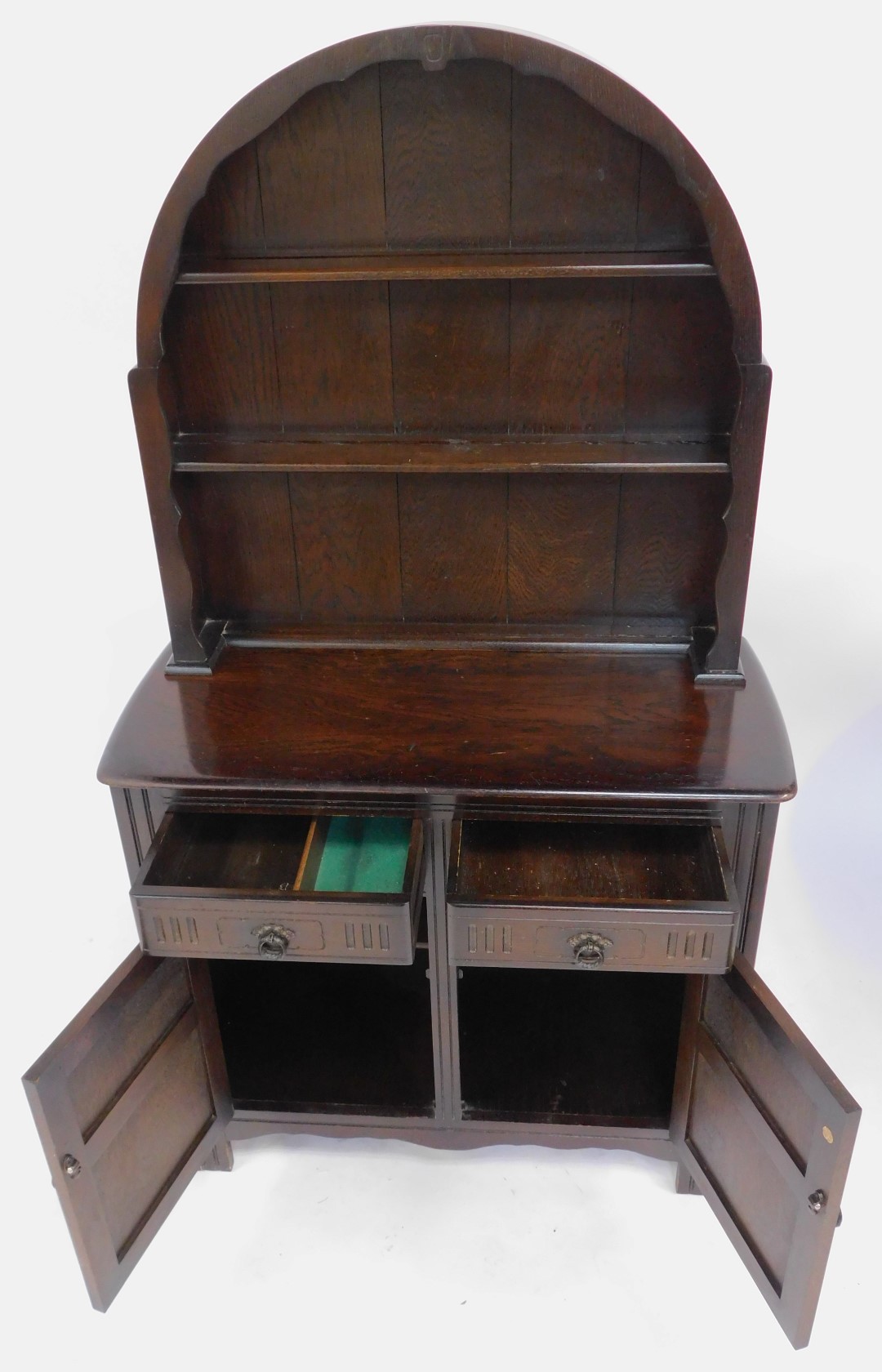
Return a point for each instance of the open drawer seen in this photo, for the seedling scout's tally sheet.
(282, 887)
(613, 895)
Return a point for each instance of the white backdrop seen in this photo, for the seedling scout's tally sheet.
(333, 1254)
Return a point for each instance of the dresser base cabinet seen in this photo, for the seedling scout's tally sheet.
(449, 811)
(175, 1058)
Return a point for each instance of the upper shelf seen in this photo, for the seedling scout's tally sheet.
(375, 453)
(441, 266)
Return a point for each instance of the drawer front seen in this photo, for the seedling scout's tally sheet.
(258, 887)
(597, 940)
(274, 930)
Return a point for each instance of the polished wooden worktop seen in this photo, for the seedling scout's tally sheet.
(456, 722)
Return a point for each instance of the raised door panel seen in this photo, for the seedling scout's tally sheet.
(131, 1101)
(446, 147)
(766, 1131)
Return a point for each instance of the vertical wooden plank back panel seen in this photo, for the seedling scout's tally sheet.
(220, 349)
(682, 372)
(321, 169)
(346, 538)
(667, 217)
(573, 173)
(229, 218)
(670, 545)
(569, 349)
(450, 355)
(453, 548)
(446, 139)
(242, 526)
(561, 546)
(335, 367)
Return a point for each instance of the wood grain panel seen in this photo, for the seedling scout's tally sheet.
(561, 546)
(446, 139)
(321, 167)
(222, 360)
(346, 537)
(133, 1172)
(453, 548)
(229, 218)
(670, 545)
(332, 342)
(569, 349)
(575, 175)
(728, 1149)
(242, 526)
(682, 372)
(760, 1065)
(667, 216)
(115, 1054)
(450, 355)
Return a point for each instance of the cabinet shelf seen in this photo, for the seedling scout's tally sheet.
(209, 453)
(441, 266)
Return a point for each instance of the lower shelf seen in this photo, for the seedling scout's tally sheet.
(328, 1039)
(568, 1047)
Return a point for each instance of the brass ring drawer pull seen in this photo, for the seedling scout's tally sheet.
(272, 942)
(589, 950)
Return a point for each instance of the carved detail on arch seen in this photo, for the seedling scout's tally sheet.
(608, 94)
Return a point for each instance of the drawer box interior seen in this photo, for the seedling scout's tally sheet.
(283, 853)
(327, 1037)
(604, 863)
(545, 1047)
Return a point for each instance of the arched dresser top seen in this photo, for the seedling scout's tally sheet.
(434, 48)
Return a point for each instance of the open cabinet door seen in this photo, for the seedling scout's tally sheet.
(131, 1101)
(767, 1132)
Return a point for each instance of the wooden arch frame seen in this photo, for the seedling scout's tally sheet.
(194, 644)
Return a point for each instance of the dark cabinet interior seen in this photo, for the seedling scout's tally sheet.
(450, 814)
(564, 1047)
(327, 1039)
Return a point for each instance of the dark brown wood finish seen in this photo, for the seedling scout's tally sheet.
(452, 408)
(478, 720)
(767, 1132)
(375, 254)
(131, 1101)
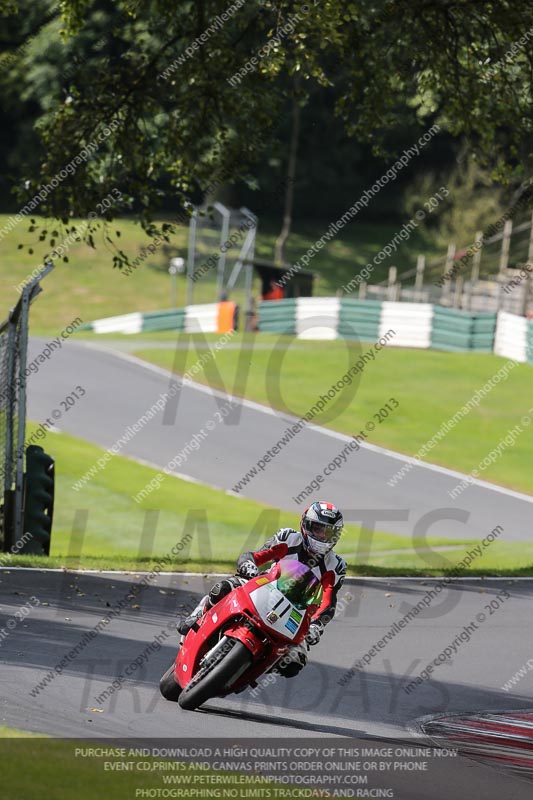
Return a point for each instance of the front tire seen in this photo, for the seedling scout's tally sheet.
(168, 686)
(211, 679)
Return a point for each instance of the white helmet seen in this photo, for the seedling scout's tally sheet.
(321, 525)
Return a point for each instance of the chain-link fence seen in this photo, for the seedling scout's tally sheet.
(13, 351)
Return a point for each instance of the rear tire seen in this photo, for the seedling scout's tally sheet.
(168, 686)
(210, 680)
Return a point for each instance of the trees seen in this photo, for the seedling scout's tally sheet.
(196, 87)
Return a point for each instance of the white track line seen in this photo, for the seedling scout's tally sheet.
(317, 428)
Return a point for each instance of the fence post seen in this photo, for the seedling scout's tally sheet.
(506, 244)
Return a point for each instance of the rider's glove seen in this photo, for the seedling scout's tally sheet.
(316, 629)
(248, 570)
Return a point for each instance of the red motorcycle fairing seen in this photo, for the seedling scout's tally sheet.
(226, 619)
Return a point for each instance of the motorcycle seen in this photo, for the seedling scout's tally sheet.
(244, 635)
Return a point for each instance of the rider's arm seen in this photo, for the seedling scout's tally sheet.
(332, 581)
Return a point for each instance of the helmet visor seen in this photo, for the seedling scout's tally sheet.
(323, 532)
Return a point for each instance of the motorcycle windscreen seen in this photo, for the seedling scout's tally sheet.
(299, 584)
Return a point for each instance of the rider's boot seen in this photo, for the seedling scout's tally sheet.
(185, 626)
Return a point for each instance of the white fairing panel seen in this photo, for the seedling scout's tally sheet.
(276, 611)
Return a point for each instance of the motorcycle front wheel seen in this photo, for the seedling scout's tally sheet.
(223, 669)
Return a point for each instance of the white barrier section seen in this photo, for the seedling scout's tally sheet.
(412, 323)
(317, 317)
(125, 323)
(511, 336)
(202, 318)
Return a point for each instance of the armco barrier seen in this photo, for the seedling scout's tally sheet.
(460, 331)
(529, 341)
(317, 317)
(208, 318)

+++

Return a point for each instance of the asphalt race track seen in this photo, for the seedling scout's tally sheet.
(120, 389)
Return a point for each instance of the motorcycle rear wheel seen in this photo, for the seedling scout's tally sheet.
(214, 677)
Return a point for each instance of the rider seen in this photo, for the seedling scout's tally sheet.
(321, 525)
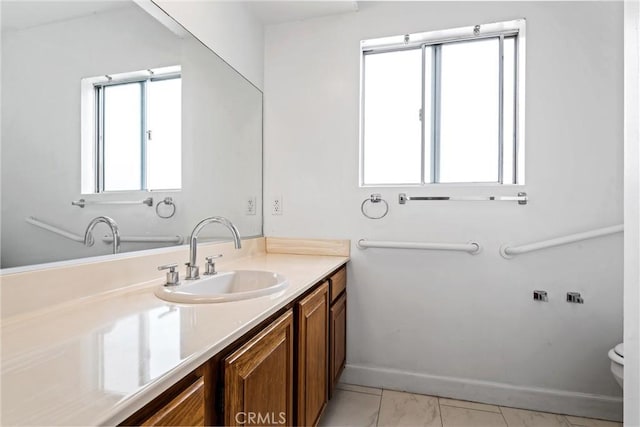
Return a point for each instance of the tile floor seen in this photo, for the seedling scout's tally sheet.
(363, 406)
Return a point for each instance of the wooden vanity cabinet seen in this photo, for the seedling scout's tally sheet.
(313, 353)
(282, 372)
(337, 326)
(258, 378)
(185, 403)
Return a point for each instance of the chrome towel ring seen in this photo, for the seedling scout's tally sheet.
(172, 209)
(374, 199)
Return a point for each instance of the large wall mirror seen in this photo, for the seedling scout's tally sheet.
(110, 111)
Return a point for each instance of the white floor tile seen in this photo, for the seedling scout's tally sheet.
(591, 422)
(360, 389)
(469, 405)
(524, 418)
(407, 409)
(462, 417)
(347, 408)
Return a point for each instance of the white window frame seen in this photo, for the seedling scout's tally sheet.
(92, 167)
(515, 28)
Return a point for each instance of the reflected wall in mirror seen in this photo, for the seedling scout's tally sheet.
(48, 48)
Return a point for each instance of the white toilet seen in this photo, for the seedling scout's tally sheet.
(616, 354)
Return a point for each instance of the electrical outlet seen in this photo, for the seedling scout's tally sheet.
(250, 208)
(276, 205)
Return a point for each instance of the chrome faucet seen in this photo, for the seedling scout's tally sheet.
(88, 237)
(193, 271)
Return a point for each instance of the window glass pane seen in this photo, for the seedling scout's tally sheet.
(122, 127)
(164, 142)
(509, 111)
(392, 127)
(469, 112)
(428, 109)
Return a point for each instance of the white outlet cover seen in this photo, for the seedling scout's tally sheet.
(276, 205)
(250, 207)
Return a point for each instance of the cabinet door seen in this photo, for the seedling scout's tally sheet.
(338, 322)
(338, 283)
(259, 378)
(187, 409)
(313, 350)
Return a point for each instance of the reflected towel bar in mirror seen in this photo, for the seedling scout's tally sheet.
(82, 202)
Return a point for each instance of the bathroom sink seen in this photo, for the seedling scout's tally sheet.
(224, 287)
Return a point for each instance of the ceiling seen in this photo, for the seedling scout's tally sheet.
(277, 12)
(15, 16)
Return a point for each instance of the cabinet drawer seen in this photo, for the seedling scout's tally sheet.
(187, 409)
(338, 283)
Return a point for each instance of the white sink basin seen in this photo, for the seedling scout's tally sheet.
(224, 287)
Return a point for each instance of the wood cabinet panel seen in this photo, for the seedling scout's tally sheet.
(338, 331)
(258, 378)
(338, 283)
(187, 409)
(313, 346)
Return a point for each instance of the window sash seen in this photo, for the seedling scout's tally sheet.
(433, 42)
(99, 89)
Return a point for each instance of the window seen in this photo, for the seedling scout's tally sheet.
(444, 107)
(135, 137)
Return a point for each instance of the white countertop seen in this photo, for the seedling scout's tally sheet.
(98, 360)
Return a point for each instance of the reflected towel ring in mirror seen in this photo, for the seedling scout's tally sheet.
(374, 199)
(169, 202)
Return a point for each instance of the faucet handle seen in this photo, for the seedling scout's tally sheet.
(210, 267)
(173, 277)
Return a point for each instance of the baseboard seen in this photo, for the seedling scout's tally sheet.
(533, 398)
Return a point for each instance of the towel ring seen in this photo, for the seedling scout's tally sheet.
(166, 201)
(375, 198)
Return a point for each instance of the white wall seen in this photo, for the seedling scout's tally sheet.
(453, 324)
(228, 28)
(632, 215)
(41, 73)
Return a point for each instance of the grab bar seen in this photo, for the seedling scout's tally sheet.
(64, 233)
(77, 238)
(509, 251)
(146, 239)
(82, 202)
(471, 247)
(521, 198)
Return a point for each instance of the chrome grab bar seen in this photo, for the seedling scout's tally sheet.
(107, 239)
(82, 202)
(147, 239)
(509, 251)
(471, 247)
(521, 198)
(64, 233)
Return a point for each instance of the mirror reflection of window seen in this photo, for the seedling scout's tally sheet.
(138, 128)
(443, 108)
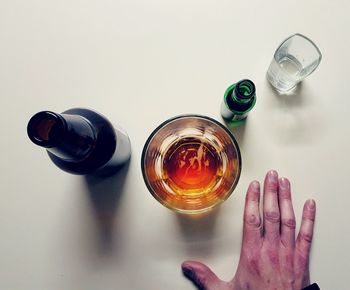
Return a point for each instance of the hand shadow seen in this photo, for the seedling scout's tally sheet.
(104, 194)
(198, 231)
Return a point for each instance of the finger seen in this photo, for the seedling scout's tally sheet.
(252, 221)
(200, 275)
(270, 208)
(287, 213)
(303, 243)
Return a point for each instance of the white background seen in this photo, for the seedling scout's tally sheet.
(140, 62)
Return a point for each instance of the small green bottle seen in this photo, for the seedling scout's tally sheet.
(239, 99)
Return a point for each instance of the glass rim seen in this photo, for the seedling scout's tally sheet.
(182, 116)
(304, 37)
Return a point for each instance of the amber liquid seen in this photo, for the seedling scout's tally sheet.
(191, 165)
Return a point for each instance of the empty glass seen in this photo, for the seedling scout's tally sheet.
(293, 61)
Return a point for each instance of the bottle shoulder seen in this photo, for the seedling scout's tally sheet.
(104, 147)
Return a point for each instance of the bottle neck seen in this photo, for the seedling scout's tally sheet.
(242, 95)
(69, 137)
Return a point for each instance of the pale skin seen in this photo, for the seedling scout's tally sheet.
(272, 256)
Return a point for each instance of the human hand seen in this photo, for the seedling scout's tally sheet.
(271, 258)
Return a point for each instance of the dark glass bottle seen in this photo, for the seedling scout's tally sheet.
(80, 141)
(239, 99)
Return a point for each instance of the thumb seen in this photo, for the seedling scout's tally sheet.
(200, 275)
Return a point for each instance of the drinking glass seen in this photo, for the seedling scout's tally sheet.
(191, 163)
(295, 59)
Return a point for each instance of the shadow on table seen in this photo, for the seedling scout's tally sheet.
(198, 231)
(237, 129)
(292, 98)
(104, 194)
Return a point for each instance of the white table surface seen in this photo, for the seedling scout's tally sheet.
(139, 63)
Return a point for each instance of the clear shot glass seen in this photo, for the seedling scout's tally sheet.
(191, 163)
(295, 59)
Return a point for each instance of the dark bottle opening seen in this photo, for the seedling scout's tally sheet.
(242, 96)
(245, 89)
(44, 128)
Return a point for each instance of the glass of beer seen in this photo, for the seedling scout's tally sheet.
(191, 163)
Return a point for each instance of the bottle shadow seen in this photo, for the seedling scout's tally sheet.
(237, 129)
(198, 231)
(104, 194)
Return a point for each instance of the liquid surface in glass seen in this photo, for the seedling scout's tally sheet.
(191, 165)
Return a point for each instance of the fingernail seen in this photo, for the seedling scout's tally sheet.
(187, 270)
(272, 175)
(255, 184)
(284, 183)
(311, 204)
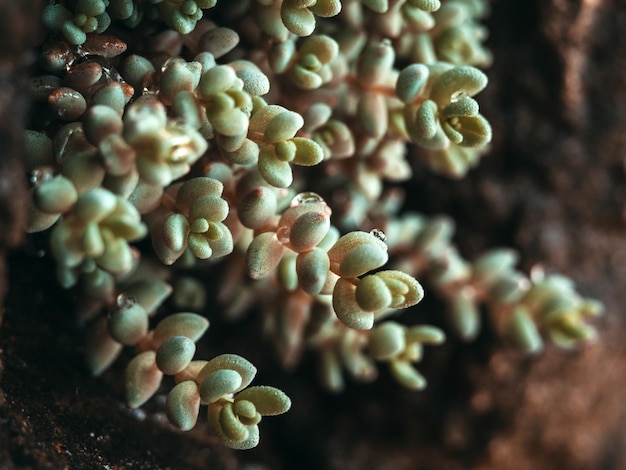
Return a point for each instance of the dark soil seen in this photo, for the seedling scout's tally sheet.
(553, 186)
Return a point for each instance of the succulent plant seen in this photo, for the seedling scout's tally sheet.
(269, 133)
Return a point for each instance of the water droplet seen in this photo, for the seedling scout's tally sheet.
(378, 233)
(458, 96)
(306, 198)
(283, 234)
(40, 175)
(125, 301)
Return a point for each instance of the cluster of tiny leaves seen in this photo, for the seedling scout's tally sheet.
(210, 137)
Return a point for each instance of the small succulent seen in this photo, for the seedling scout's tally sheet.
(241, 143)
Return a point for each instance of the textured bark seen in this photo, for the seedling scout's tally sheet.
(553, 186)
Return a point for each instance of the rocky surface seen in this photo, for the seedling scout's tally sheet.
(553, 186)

+++

*Your task*
How many lines in the items above contain the string "table", with case significant? Reply with the number alone.

*Full response*
2